◆ TASK DETAILS: Reproduce every one of the records below word for word, keeping each line in its original order.

'''

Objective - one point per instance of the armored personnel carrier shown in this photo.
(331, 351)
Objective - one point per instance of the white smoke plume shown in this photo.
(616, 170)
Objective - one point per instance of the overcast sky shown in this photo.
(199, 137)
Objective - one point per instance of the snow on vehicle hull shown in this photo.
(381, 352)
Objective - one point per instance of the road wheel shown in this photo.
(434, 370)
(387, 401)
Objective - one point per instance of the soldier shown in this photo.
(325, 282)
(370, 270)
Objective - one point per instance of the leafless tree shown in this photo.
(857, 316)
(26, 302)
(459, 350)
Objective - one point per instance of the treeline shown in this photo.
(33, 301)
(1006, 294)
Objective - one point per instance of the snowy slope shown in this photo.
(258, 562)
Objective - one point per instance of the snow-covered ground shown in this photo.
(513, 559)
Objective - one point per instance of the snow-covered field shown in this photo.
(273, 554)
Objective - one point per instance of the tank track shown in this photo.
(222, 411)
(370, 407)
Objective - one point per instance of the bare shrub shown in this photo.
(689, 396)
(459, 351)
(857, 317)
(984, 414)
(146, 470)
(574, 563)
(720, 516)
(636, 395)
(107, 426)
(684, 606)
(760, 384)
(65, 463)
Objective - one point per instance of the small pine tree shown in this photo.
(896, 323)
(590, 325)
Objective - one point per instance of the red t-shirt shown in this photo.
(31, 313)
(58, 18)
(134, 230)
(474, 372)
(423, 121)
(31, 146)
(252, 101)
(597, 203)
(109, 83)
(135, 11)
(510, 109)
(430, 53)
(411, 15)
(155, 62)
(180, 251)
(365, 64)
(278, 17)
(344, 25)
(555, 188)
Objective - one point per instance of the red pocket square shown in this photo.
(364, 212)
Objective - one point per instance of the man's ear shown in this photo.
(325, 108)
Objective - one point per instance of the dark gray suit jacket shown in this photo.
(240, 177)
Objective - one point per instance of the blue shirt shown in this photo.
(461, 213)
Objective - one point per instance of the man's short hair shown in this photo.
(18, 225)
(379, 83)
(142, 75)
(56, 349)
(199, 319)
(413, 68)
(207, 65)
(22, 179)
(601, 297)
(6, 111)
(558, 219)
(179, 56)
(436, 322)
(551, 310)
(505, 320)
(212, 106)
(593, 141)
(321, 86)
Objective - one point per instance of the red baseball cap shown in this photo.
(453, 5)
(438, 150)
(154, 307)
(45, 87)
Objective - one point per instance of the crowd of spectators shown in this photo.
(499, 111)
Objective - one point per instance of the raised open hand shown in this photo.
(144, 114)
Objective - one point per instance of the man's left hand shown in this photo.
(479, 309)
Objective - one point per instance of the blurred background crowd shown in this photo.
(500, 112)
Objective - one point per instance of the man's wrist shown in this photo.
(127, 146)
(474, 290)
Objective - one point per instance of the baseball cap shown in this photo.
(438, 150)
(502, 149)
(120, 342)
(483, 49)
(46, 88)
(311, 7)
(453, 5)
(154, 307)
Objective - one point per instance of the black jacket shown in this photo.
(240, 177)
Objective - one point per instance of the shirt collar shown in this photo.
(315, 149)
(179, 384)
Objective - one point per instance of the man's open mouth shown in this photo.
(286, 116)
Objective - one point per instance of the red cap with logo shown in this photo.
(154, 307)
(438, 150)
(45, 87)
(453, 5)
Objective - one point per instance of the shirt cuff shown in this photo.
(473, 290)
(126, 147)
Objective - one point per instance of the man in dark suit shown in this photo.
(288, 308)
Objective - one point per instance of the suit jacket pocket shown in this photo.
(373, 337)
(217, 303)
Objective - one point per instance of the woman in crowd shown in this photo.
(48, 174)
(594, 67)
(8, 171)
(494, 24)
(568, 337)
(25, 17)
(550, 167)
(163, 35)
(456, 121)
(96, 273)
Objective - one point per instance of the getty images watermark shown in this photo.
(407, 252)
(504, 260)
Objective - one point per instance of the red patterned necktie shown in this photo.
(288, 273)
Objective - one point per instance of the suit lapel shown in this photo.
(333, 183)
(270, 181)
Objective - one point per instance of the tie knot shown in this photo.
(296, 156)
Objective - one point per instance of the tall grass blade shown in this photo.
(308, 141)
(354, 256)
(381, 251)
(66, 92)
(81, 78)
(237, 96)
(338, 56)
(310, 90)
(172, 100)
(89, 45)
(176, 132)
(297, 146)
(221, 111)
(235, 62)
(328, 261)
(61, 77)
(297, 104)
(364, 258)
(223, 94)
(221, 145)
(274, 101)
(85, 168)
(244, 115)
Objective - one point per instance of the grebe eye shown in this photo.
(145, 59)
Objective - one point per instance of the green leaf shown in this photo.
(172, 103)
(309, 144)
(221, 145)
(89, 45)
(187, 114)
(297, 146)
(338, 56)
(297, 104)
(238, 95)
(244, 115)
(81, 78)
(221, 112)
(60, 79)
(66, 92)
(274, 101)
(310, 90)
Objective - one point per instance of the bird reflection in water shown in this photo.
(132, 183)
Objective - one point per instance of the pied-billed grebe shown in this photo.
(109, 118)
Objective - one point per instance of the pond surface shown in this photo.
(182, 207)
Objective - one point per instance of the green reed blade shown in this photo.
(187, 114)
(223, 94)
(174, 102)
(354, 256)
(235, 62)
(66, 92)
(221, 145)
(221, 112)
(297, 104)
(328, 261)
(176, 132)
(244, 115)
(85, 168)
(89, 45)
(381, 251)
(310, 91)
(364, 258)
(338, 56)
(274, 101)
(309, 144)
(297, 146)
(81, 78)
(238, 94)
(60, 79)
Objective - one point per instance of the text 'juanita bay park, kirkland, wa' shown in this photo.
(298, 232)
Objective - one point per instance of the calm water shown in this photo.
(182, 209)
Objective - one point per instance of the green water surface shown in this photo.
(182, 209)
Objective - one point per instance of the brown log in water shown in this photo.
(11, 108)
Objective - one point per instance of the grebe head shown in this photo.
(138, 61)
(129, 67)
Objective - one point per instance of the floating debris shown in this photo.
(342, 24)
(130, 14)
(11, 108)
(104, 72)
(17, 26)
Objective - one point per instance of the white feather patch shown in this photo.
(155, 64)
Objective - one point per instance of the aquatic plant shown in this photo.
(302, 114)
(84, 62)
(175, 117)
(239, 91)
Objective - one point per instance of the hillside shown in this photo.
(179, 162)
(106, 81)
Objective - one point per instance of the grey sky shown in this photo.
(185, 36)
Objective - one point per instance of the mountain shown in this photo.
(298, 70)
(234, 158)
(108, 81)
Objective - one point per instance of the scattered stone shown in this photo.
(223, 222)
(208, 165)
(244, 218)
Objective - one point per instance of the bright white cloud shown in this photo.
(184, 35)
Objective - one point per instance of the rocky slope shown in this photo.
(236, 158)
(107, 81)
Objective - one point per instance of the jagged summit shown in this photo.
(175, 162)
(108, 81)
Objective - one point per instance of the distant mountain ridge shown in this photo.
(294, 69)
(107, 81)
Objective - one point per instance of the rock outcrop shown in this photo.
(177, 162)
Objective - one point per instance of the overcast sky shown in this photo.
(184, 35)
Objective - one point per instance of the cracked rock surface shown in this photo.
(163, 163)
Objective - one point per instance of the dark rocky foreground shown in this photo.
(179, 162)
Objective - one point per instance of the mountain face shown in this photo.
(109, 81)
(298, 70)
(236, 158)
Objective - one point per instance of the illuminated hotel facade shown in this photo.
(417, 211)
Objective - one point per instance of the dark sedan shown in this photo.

'''

◆ TASK ANSWER:
Objective - one point per instance of the armored personnel carrier shown in this photo.
(331, 351)
Objective - one point per instance of the white smoke plume shown in this photo.
(616, 170)
Objective - one point per instance of the overcast sky shown in this photo.
(199, 137)
Objective - one point per instance of the snow on vehicle hull shown in this photo.
(381, 352)
Objective - one point per instance of the road wheel shown in this photo.
(434, 370)
(387, 401)
Objective - one point per instance of the soldier shown in this photo.
(325, 282)
(370, 270)
Objective - one point per instance of the leafless tree shown in this photo.
(857, 316)
(26, 302)
(459, 350)
Objective - one point per instance of the treeline shown in this photo.
(33, 301)
(1006, 294)
Objective - one point per instance of the snowy slope shown in this photo.
(258, 562)
Objective - one point per instance of the snow-covered ground shown in this photo.
(513, 559)
Objective - one point per instance of the snow-covered field shown in this photo.
(273, 554)
Objective - one point per instance of the tank track shown in this photo.
(222, 411)
(370, 407)
Objective - one point per instance of the bare shrub shown in this photo.
(689, 396)
(459, 351)
(857, 317)
(984, 414)
(146, 470)
(574, 563)
(720, 516)
(636, 395)
(107, 426)
(684, 606)
(760, 384)
(65, 463)
Objective - one point per instance of the small pine tree shown in this photo.
(896, 323)
(590, 325)
Objective - one point per instance of the red t-shirt shown in this photo.
(31, 313)
(58, 18)
(134, 230)
(474, 372)
(423, 121)
(31, 146)
(252, 101)
(597, 203)
(109, 83)
(135, 11)
(510, 109)
(430, 53)
(411, 15)
(155, 62)
(180, 251)
(365, 64)
(278, 17)
(344, 25)
(555, 188)
Objective - one point per instance of the red pocket square shown in this photo.
(364, 212)
Objective - one point per instance of the man's ear shown in this photo.
(325, 108)
Objective - one point per instance of the dark gray suit jacket shown in this photo.
(240, 177)
Objective - one point per instance of the blue shirt shown in this photo.
(461, 213)
Objective - one point per instance of the man's short hair shown in this photo.
(18, 225)
(379, 83)
(142, 75)
(56, 349)
(199, 319)
(413, 68)
(207, 65)
(22, 179)
(601, 297)
(6, 111)
(558, 219)
(179, 56)
(436, 322)
(551, 310)
(505, 320)
(212, 106)
(593, 141)
(321, 86)
Objective - one point per instance of the red baseball cap shown in this photo.
(453, 5)
(438, 150)
(154, 307)
(45, 87)
Objective - one point per instance of the crowd of spectators shown in this photo.
(499, 111)
Objective - one point per instance of the raised open hand shown in this photo.
(144, 114)
Objective - one point per instance of the man's left hand shown in this photo.
(479, 309)
Objective - one point per instance of the blurred background crowd shown in this photo.
(500, 112)
Objective - one point per instance of the man's wrist shown in this photo.
(127, 146)
(474, 290)
Objective - one point per instance of the baseball cap shown in this photo.
(438, 150)
(502, 149)
(120, 342)
(483, 49)
(46, 88)
(311, 7)
(453, 5)
(154, 307)
Objective - one point per instance of the black jacket shown in this photo.
(240, 177)
Objective - one point per instance of the shirt collar shown in this photo.
(315, 149)
(179, 384)
Objective - one point per instance of the man's open mouth shown in this photo.
(286, 116)
Objective - one point per instance of the red cap with logo shown in this photo.
(154, 307)
(438, 150)
(45, 87)
(453, 5)
Objective - one point per instance of the shirt cuff shown in this photo.
(473, 290)
(126, 147)
Objective - one point per instance of the man in dark suit shown in this photo.
(288, 308)
Objective - one point per instance of the suit jacket pocket shown in this photo.
(373, 337)
(217, 303)
Objective - one point per instance of the woman in crowd shown in this photo.
(48, 174)
(594, 67)
(8, 171)
(494, 24)
(568, 337)
(25, 17)
(550, 167)
(163, 35)
(456, 121)
(96, 273)
Objective - one point per instance of the getty images watermark shown in this photo.
(407, 252)
(504, 260)
Objective - one point per instance of the red patterned necktie shown in this photo.
(288, 273)
Objective - one point per instance of the suit lapel shown in this photo.
(333, 183)
(270, 181)
Objective - one point per instance of the tie knot shown in this photo.
(296, 156)
Objective - one point per instance of the tall grass blade shown in this photo.
(308, 141)
(354, 256)
(381, 251)
(66, 92)
(81, 78)
(237, 96)
(338, 56)
(310, 90)
(172, 100)
(89, 45)
(176, 132)
(297, 146)
(221, 111)
(235, 62)
(328, 261)
(61, 77)
(297, 104)
(364, 258)
(223, 94)
(221, 145)
(274, 101)
(85, 168)
(244, 115)
Objective - one point per instance of the grebe eye shown in this photo.
(145, 59)
Objective - one point per instance of the green leaf shown in this photo.
(172, 103)
(309, 144)
(221, 145)
(89, 45)
(187, 114)
(297, 146)
(338, 56)
(297, 104)
(238, 95)
(244, 115)
(81, 78)
(221, 112)
(60, 79)
(66, 92)
(274, 101)
(310, 90)
Objective - one point per instance of the bird reflection in water shown in this photo.
(132, 183)
Objective - one point per instance of the pied-billed grebe shown in this photo.
(109, 118)
Objective - one point per instance of the pond surface shown in this photo.
(182, 207)
Objective - one point per instance of the green reed blade shown in this photo.
(187, 114)
(223, 94)
(174, 102)
(354, 256)
(235, 62)
(66, 92)
(221, 145)
(221, 112)
(297, 104)
(328, 261)
(176, 132)
(244, 115)
(85, 168)
(89, 45)
(381, 251)
(310, 91)
(364, 258)
(338, 56)
(274, 101)
(309, 144)
(297, 146)
(81, 78)
(238, 94)
(60, 79)
Objective - one point per instance of the text 'juanita bay park, kirkland, wa' shown in this photo.
(298, 232)
Objective - one point per instance of the calm water shown in this photo.
(182, 209)
Objective - one point per instance of the green water surface shown in this photo.
(182, 209)
Objective - one point per instance of the brown log in water shown in this photo.
(11, 108)
Objective - one point per instance of the grebe head shown in this photo.
(138, 61)
(129, 67)
Objective - one point per instance of the floating debris shown in this photo.
(342, 24)
(130, 14)
(11, 108)
(104, 72)
(17, 26)
Objective - one point per instance of the white feather patch shown in this photo.
(155, 64)
Objective - one point per instance of the aquatic plant shown in this photo.
(302, 114)
(84, 62)
(175, 117)
(239, 91)
Objective - one point per instance of the hillside shown in this photo.
(179, 162)
(106, 81)
Objective - one point per instance of the grey sky shown in this photo.
(185, 36)
Objective - one point per instance of the mountain shown in this photo.
(298, 70)
(234, 158)
(108, 81)
Objective - one point per instance of the scattered stone shown in this photo.
(223, 222)
(208, 165)
(244, 218)
Objective - one point per instance of the bright white cloud shown in this photo.
(184, 35)
Objective - one point per instance of the rocky slope shown in this photo.
(236, 158)
(107, 81)
Objective - one point per instance of the jagged summit shown in this photo.
(175, 162)
(108, 81)
Objective - one point per instance of the distant mountain ridge shown in this photo.
(294, 69)
(107, 81)
Objective - one point per instance of the rock outcrop shown in this photo.
(177, 162)
Objective - one point per instance of the overcast sky shown in this photo.
(184, 35)
Objective - one point per instance of the cracked rock surface shown in this photo.
(163, 163)
Objective - one point per instance of the dark rocky foreground shown in this photo.
(179, 162)
Objective - one point per instance of the mountain face shown in this photo.
(109, 81)
(298, 70)
(236, 158)
Objective - one point per instance of the illuminated hotel facade shown in this photo.
(417, 211)
Objective - one point per instance of the dark sedan shown in this photo.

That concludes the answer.